Shape annotation entries:
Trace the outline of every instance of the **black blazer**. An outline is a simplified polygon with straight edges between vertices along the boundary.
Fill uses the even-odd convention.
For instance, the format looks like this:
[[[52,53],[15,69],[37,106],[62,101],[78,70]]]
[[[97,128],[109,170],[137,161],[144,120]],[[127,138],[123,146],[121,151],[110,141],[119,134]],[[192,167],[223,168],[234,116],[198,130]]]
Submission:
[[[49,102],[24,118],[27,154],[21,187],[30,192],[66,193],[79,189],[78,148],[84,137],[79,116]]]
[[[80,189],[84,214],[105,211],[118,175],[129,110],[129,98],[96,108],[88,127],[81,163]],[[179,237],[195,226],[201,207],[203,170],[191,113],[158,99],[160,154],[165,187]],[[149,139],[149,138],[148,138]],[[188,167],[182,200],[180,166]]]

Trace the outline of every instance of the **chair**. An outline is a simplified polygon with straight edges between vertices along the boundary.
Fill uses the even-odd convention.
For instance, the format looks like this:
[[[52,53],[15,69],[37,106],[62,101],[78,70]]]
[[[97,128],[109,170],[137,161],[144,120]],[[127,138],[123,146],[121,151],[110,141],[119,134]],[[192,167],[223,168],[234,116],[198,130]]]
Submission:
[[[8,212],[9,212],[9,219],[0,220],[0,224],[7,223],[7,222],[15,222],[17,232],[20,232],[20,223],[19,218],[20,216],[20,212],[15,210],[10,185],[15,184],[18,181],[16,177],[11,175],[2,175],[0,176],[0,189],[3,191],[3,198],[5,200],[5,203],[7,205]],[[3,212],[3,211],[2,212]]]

* AIM: Extract the lines of the material starting at the one containing "Trace the outline of every instance of the **chair**." and ending with the last line of the material, and reproduce them word for word.

* PROBLEM SOLUTION:
Trace the outline of every instance of the **chair**. An outline is a simplified polygon with straight edges between vertices along the boundary.
Fill uses the even-odd convention.
For instance, the format looks like this:
[[[52,53],[15,69],[37,106],[62,101],[78,70]]]
[[[97,128],[109,170],[137,161],[144,120]],[[127,138],[123,146],[121,151],[110,141],[119,134]],[[192,167],[223,168],[234,116],[198,130]]]
Submission:
[[[8,212],[9,212],[9,219],[0,220],[0,224],[7,223],[7,222],[15,222],[17,232],[20,232],[20,223],[19,218],[20,216],[20,212],[15,210],[10,185],[15,184],[18,181],[16,177],[11,175],[2,175],[0,176],[0,189],[3,191],[3,198],[5,200],[5,203],[7,205]],[[3,212],[3,211],[2,212]]]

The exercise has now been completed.